### 原文摘录
在一个模拟的家畜群体中，使用GBLUP或机器学习模型将因果变异信息纳入基因组预测。

Incorporating information of causal variants in genomic prediction using GBLUP or machine learning models in a simulated livestock population.

作者信息

Yang Jifan, Calus Mario P L, Wientjes Yvonne C J, Meuwissen Theo H E, Duenk Pascal

机构信息

Animal Breeding and Genomics, Wageningen University & Research, Wageningen, 6700 AH, The Netherlands.

Faculty of Life Sciences, Norwegian University of Life Sciences, Ås, 1432, Norway.

出版信息

J Anim Sci Biotechnol. 2025 Aug 19;16(1):118. doi: 10.1186/s40104-025-01250-5.

DOI:10.1186/s40104-025-01250-5

PMID:40826369

原文链接:https://pmc.ncbi.nlm.nih.gov/articles/PMC12362903/

Abstract

BACKGROUND

Genomic prediction has revolutionized animal breeding, with GBLUP being the most widely used prediction model. In theory, the accuracy of genomic prediction could be improved by incorporating information from QTL. This strategy could be especially beneficial for machine learning models that are able to distinguish informative from uninformative features. The objective of this study was to assess the benefit of incorporating QTL genotypes in GBLUP and machine learning models. This study simulated a selected livestock population where QTL and their effects were known. We used four genomic prediction models, GBLUP, (weighted) 2GBLUP, random forest (RF), and support vector regression (SVR) to predict breeding values of young animals, and considered different scenarios that varied in the proportion of genetic variance explained by the included QTL.

### 研读材料
- A) 这篇基因组预测摘要中，研究用了哪四种基因组预测模型？
- B) 这篇基因组预测摘要中的句子"Genomic prediction has revolutionized animal breeding, with GBLUP being the most widely used prediction model."译成中文该怎么说？
- C) 请接着这篇基因组预测摘要的最后一句，写出后面的内容。
后面的列表是另一份独立材料，与这篇摘要无关。

### 研究数据
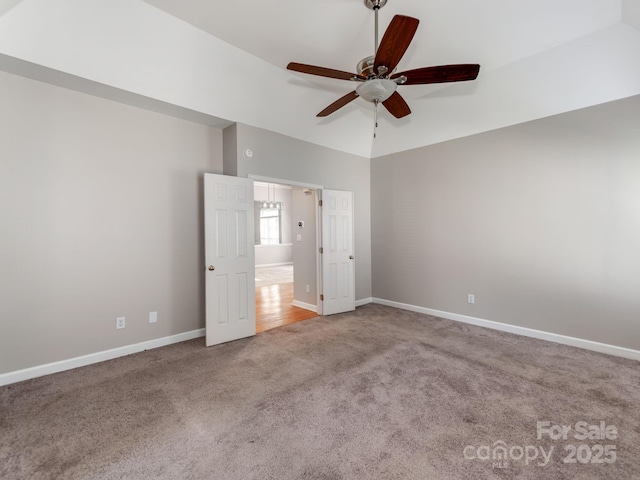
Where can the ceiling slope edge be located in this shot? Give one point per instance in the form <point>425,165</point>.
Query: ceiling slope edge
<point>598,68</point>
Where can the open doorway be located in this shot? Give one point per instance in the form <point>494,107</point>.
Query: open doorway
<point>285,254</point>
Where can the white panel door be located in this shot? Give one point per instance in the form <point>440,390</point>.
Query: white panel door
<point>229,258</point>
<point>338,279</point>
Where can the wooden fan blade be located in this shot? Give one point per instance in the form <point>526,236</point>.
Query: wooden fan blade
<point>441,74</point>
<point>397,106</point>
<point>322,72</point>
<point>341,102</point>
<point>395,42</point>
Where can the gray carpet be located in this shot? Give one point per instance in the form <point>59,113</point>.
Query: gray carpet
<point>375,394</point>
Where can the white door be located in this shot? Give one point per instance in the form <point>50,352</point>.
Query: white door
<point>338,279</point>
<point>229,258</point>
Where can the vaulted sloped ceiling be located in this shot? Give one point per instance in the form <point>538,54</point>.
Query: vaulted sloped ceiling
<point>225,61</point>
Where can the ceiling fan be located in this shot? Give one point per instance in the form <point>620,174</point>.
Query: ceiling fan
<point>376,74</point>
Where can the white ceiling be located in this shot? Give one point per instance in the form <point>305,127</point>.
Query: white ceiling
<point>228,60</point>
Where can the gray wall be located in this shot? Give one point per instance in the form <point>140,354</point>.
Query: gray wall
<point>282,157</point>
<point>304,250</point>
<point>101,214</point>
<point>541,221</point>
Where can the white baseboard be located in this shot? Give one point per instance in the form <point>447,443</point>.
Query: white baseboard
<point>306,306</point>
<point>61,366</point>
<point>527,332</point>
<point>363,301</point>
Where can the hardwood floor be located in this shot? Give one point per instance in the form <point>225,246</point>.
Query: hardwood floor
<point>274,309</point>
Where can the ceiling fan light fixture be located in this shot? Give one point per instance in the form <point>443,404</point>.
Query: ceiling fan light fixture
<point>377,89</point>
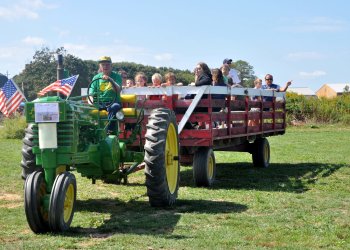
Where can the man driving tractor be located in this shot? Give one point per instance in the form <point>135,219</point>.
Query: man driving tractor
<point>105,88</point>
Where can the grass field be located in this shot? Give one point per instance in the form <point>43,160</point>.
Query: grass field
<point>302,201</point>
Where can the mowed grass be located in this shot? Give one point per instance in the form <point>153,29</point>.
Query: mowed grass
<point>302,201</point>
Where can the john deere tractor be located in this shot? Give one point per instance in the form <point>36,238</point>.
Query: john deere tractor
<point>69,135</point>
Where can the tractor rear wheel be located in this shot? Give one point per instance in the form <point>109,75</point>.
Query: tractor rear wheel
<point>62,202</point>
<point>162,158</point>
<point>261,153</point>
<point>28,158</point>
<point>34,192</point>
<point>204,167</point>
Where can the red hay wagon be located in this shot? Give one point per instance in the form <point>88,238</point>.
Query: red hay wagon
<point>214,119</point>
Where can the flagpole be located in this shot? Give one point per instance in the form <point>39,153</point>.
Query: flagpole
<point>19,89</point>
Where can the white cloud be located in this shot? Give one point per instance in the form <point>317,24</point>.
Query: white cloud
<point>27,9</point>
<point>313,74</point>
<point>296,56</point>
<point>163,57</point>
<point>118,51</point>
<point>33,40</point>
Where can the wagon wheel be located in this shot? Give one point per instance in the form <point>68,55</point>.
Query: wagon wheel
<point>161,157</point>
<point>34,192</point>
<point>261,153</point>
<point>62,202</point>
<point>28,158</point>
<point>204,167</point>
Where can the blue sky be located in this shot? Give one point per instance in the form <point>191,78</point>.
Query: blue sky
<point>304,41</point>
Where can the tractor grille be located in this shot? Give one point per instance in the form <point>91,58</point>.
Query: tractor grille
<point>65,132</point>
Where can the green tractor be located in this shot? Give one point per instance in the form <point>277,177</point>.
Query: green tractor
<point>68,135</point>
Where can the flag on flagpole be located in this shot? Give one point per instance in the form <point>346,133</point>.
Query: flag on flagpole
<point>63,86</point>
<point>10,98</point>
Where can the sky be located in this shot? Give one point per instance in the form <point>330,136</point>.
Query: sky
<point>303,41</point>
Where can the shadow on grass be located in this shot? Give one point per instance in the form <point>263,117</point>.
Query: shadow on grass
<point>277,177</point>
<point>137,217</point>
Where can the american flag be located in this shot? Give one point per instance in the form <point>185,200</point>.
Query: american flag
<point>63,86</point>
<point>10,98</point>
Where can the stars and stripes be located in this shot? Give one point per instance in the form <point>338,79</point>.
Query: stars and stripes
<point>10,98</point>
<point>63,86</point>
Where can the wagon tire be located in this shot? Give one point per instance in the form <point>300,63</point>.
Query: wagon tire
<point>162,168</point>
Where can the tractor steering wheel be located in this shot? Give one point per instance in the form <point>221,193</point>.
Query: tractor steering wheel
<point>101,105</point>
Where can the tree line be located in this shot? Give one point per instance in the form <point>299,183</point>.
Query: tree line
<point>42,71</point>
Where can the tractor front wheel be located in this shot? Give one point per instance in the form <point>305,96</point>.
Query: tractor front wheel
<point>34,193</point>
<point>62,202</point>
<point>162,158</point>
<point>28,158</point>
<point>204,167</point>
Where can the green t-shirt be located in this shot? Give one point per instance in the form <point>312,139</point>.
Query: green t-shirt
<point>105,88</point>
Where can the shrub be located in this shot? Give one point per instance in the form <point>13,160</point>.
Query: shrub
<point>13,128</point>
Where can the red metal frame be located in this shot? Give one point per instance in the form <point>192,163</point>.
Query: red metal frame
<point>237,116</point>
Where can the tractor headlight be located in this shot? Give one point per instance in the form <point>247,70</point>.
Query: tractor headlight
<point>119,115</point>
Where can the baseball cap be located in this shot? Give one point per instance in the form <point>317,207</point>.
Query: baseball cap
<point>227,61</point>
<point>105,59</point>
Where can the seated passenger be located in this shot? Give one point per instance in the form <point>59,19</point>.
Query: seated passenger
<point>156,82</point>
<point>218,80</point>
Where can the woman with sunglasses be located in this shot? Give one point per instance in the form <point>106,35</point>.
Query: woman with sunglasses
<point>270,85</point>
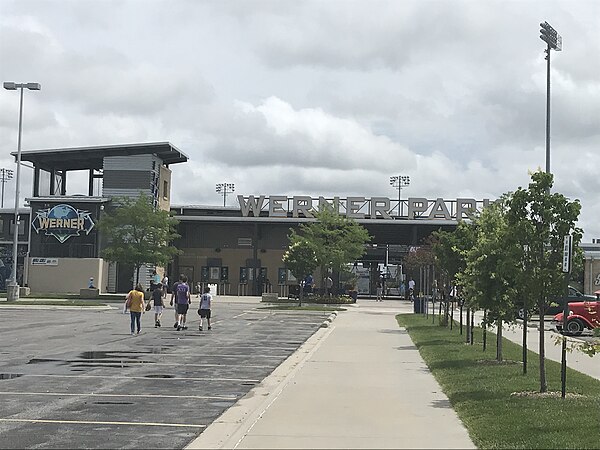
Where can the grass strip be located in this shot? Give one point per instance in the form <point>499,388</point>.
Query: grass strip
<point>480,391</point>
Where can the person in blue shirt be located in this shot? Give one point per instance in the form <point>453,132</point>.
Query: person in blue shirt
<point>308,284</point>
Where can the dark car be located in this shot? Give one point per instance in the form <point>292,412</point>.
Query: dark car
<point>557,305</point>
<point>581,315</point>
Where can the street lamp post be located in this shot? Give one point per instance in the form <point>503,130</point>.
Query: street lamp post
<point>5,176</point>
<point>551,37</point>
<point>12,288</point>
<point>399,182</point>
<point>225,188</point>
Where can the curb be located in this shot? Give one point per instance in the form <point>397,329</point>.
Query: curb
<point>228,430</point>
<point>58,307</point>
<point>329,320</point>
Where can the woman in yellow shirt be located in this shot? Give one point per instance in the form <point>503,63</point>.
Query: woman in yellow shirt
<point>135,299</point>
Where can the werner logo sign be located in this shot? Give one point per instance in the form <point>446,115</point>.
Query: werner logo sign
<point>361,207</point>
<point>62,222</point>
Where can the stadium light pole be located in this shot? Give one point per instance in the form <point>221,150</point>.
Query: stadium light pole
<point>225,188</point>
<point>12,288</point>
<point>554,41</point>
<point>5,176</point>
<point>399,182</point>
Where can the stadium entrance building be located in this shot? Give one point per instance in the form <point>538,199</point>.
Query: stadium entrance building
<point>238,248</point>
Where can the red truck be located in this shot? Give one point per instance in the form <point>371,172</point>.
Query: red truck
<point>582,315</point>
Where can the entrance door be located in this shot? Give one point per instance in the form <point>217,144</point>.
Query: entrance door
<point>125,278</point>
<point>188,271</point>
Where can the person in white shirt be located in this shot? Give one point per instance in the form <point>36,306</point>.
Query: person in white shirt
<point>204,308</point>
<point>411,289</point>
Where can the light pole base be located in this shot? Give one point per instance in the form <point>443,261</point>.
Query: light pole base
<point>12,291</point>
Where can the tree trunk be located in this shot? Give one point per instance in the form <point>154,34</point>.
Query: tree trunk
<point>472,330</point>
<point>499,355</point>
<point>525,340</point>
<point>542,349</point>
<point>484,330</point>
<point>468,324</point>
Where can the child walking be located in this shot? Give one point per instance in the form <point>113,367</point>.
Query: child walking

### 逐项答案
- A) GBLUP、（加权）2GBLUP、随机森林（RF）和支持向量回归（SVR）。

- B) 基因组预测彻底改变了动物育种，其中GBLUP是使用最广泛的预测模型。

- C)
RESULTS

2GBLUP resulted in the highest accuracy. Its accuracy increased when the included QTL explained up to 80% of the genetic variance, after which the accuracy dropped. With a weighted 2GBLUP model, the accuracy always increased when more QTL were included. Prediction accuracy of GBLUP was consistently higher than SVR, and the accuracy for both models slightly increased with more QTL information included. The RF model resulted in the lowest prediction accuracy, and did not improve by including QTL information.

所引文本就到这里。